▸ DATA FOR PROCESSING
*-*-*
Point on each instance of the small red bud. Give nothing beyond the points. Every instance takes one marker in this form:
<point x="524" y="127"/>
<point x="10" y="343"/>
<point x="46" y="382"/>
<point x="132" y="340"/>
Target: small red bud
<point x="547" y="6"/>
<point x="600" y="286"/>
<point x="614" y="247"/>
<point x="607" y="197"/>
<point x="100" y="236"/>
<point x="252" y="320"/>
*-*-*
▸ WHAT TO PRODUCE
Copy the listing in full. Match it word for word.

▸ SOLUTION TO THIS TASK
Point on each instance of the small red bud. Give nothing beyond the points. Every instance takes one marker in this form:
<point x="524" y="127"/>
<point x="10" y="343"/>
<point x="46" y="382"/>
<point x="132" y="340"/>
Target: small red bud
<point x="547" y="6"/>
<point x="600" y="286"/>
<point x="614" y="247"/>
<point x="607" y="197"/>
<point x="100" y="236"/>
<point x="252" y="320"/>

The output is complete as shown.